Segment Open

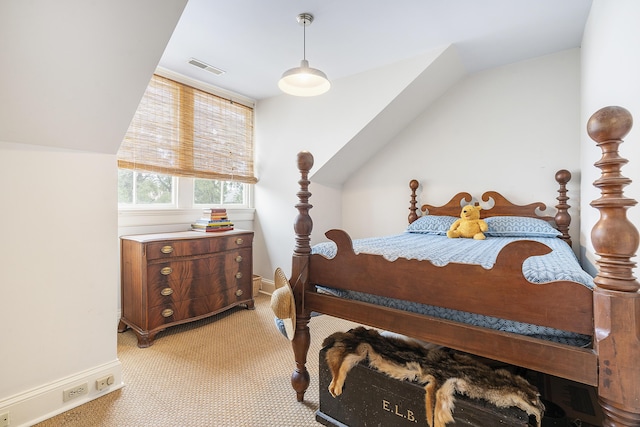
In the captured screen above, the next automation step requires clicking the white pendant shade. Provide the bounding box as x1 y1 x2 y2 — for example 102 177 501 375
279 13 330 97
278 59 331 96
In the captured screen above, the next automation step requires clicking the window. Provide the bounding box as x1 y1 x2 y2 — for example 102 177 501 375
194 178 245 205
117 172 249 209
117 73 255 210
118 170 174 206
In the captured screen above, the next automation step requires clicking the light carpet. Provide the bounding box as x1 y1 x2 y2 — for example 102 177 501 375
35 293 358 427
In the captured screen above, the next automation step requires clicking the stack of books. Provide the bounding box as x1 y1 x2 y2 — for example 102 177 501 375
191 208 234 232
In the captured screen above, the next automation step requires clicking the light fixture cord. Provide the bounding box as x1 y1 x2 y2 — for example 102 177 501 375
302 19 306 60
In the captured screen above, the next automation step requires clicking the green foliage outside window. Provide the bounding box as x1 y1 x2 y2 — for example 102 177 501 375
118 169 133 203
118 170 245 206
194 179 244 205
118 170 173 205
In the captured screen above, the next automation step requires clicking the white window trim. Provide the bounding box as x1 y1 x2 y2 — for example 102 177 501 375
118 177 255 228
118 173 254 209
118 207 255 228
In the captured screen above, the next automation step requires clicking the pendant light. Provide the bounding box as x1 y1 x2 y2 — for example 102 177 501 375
278 13 331 97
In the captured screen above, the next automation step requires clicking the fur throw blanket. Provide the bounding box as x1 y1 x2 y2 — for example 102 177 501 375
322 327 544 427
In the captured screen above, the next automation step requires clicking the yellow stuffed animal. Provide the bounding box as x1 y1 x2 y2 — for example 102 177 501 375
447 205 488 240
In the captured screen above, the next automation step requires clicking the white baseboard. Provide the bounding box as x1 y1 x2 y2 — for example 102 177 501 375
0 360 123 427
260 278 275 295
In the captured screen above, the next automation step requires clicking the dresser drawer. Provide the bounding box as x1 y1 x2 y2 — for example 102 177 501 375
146 239 211 260
146 249 252 307
146 233 252 260
148 287 250 330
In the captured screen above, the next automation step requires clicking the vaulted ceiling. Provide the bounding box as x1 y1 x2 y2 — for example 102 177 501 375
159 0 593 100
0 1 592 155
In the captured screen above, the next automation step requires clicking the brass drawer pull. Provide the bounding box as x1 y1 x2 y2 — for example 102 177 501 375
160 287 174 296
235 255 243 263
235 272 243 279
161 308 174 318
235 238 244 245
161 266 173 275
161 245 174 254
235 289 244 297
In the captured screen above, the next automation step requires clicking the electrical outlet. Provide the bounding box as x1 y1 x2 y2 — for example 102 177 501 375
0 411 9 427
96 374 115 391
63 383 88 402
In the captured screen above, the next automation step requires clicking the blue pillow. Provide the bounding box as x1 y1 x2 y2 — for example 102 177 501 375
406 215 457 235
484 216 561 237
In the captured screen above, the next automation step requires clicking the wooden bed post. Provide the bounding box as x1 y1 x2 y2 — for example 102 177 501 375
554 169 572 246
409 179 420 224
291 151 314 402
587 106 640 426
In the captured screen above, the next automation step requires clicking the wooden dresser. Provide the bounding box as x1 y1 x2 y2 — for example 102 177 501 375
118 229 254 347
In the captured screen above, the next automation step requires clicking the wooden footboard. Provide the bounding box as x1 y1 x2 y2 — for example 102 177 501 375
310 230 592 335
289 106 640 426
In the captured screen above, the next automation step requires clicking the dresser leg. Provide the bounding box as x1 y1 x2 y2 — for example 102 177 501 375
133 330 156 348
117 319 128 333
246 299 255 310
118 320 156 347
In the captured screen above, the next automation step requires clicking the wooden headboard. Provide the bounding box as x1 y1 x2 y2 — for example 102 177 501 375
407 169 572 245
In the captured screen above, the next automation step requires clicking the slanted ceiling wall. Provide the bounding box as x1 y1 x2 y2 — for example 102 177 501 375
311 45 466 186
342 49 582 242
0 2 187 426
0 1 187 154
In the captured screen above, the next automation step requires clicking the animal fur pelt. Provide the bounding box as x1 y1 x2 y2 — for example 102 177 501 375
322 327 544 427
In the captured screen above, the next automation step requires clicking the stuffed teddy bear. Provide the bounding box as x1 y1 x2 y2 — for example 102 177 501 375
447 204 488 240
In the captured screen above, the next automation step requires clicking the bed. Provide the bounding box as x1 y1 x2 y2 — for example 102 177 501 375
285 106 640 426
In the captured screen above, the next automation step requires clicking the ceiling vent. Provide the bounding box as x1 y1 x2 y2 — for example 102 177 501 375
188 58 225 76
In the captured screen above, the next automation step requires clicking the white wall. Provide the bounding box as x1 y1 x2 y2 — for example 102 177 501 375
0 2 187 425
0 144 123 425
343 50 582 243
580 0 640 272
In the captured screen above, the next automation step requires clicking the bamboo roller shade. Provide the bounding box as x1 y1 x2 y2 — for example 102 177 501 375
118 74 256 184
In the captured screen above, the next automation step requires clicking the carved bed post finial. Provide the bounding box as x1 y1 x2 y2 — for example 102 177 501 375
587 106 639 292
554 169 572 246
408 180 420 224
294 151 314 256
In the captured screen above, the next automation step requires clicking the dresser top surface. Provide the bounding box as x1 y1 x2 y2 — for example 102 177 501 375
121 229 253 243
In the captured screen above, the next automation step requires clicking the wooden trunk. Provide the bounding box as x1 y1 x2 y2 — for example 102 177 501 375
317 348 536 427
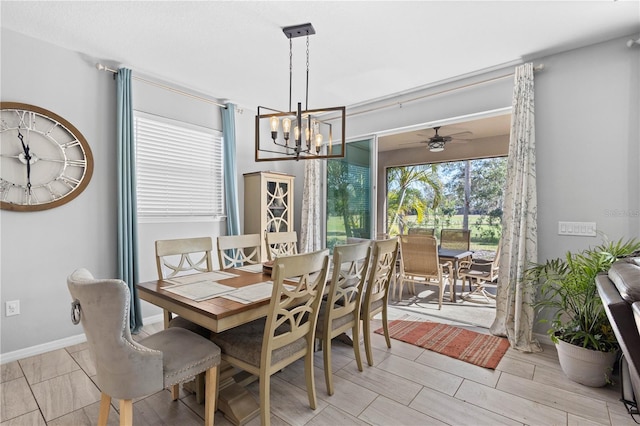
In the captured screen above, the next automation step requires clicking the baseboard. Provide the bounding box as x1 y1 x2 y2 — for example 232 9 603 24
0 314 164 365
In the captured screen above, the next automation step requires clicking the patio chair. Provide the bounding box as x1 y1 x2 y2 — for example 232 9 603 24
458 242 500 302
408 227 435 236
398 235 452 309
440 229 471 250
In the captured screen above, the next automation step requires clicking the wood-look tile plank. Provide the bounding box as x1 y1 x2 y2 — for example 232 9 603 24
0 361 23 383
0 377 39 422
46 400 120 426
335 359 422 405
532 363 620 404
359 395 447 426
376 353 463 396
275 360 377 417
497 372 610 424
65 341 89 354
19 348 79 385
306 405 370 426
409 386 522 426
69 348 97 377
414 347 501 388
367 326 426 362
179 393 235 426
495 352 535 380
455 379 567 425
30 369 101 421
0 410 46 426
130 391 204 426
607 404 639 426
567 412 610 426
245 375 329 425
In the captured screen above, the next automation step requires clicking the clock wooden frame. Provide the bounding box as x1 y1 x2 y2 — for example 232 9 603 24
0 102 94 212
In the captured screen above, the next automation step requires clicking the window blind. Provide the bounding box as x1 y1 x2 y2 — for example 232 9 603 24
134 112 224 218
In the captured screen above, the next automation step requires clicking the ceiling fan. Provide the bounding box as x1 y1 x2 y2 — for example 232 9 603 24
425 126 450 152
420 126 473 152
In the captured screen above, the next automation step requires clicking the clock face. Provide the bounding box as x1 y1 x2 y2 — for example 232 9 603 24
0 102 94 211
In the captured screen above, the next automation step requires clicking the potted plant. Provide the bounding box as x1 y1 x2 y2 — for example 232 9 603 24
526 237 640 387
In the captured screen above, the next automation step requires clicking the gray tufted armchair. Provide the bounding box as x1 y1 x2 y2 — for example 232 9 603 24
67 268 221 426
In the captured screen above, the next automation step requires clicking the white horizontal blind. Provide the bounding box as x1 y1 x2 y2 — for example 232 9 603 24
134 112 224 219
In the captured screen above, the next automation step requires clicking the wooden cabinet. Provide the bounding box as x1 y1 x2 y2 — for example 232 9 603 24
243 171 295 260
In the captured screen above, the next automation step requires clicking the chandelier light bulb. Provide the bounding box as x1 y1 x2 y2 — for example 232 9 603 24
269 116 279 142
315 133 323 153
282 117 291 143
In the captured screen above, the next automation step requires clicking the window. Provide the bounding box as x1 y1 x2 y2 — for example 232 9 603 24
134 111 224 220
386 157 506 250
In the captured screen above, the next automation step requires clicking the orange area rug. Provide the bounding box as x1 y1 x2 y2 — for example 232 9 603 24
375 319 510 369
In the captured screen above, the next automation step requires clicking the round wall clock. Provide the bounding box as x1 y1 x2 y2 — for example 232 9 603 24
0 102 94 212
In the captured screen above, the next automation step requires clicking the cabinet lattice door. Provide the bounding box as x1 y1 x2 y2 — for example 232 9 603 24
243 171 295 260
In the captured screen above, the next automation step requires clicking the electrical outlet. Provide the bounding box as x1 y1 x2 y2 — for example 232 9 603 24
6 300 20 316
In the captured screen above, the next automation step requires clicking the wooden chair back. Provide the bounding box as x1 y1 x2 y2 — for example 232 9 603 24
361 237 399 366
217 234 261 269
265 231 299 261
155 237 214 279
319 241 371 389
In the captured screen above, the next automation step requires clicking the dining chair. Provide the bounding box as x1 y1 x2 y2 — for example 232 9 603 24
407 227 435 236
440 228 471 250
211 249 329 426
397 235 452 309
361 237 399 367
216 233 261 270
155 236 214 333
264 231 299 261
458 241 501 301
67 268 221 426
316 241 371 395
155 236 214 401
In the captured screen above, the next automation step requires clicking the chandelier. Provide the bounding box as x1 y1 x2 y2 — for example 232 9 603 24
255 23 346 162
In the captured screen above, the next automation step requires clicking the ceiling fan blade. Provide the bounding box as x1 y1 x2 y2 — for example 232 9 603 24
445 130 473 139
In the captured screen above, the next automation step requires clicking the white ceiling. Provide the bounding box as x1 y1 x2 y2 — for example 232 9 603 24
2 1 639 112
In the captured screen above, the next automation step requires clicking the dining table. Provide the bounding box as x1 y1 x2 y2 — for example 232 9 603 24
137 263 278 426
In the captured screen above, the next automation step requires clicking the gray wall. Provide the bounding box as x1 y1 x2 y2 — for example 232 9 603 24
2 27 638 357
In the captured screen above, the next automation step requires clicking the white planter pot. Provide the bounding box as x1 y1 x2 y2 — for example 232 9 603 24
555 339 617 387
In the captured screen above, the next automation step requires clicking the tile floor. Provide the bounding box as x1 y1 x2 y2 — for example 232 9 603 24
1 305 637 425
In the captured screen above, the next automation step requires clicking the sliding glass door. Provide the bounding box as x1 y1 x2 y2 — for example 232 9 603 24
325 138 375 250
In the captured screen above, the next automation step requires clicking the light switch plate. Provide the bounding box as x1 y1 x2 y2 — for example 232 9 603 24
558 221 596 237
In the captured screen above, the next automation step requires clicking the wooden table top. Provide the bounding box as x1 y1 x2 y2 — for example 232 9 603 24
137 268 275 333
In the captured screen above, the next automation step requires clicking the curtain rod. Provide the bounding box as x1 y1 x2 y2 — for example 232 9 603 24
346 63 545 119
95 63 228 109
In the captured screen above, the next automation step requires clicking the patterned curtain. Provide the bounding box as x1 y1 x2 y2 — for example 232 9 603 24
300 159 322 253
116 68 143 333
489 63 541 353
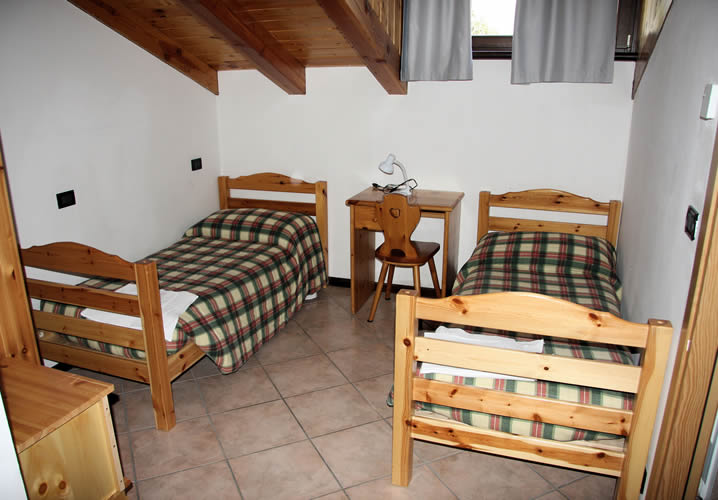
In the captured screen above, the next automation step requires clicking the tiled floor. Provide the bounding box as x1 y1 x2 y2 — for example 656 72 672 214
67 285 617 500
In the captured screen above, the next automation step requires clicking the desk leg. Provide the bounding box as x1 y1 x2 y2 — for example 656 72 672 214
441 203 462 297
350 206 376 313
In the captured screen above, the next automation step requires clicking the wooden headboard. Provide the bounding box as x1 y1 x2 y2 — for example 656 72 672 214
477 189 622 246
218 173 329 272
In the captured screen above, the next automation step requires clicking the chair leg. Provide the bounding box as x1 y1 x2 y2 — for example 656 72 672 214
369 262 390 322
385 265 395 300
412 266 421 294
428 257 441 298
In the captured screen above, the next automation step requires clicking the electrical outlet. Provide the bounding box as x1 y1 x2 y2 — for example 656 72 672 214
685 206 699 241
191 158 202 171
56 190 76 209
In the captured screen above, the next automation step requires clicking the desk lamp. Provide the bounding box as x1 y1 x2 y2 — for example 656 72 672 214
378 154 412 196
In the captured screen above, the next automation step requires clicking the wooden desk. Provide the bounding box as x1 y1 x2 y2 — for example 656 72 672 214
346 188 464 313
0 359 129 500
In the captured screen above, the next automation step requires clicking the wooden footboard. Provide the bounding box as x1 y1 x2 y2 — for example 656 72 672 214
392 290 671 499
22 242 204 431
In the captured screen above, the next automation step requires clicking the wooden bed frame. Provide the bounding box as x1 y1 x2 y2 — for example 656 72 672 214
21 173 328 431
391 189 671 499
477 189 622 246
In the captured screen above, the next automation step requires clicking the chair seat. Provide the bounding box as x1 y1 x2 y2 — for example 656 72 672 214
375 241 440 265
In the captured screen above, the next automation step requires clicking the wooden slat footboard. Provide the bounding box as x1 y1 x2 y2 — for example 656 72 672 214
22 243 182 431
392 290 672 500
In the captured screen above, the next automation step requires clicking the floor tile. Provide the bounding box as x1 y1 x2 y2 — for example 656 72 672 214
230 440 339 500
173 367 195 384
199 366 280 413
124 381 206 431
328 343 394 382
313 421 396 488
528 462 587 489
212 400 305 457
558 474 616 499
131 417 224 480
353 374 395 418
109 394 127 434
120 377 150 393
367 317 397 347
190 356 224 378
304 318 380 352
116 433 135 484
255 321 321 365
264 354 347 397
430 451 553 500
535 492 568 500
314 491 349 500
286 384 381 437
294 301 355 330
359 295 397 323
345 465 456 499
137 461 241 499
126 485 139 500
411 438 464 463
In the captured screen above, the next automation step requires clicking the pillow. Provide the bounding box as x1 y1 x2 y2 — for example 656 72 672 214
184 208 319 252
467 231 619 285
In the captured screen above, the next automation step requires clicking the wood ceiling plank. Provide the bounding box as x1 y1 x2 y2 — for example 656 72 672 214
214 61 257 70
68 0 219 94
316 0 406 94
178 0 306 94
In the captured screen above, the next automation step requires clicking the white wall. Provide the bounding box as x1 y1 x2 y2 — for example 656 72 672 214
217 61 635 284
618 0 718 484
0 0 220 260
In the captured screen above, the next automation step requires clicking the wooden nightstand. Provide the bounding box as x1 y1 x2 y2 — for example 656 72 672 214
0 359 129 499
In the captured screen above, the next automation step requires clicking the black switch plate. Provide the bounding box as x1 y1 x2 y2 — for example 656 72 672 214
685 206 699 241
191 158 202 171
56 190 76 209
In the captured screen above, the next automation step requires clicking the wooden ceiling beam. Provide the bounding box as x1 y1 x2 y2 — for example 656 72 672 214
178 0 306 95
68 0 219 95
317 0 407 95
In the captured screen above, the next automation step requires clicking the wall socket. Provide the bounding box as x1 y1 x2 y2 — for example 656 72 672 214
56 190 76 209
191 158 202 171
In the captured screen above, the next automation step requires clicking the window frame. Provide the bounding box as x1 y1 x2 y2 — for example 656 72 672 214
471 0 639 61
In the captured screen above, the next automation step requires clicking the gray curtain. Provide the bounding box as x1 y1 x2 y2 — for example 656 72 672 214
511 0 618 84
401 0 472 81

Segment Closed

What you return must match, line for line, the data from the line containing "the wooden nightstand." to its end, both ends included.

In the captured screen above, the next automation step requires clicking the wooden nightstand. Provide the bounding box as x1 y1 x2 y2 — for example 656 72 672 214
0 359 129 499
In the captured screen above, the next automation step requires clicking the black switch plate. Provide the bounding box as x1 y1 x2 y2 — for example 656 72 672 214
685 206 699 241
191 158 202 171
56 190 76 209
In the captured screen above, the next automation step requires clicking the wooden ceiling beam. Provide the bounding box as x1 y1 x2 y2 — for example 656 72 672 214
178 0 306 95
68 0 219 95
317 0 407 95
In the captured screen above, the next automation step requires clicking the wall socket. Provide the bounding box as x1 y1 x2 y2 — for example 656 72 672 214
56 190 76 209
191 158 202 171
In the captured screen above, the next automation step requires clicking the window frame. Provide the bounding box as x1 y1 x2 y2 — for example 656 72 672 214
471 0 639 61
In the captured screen above, the next automation step requires clicking the gray curtain. Provide the bounding box as x1 y1 x2 y2 — for example 656 72 672 214
511 0 618 84
401 0 472 81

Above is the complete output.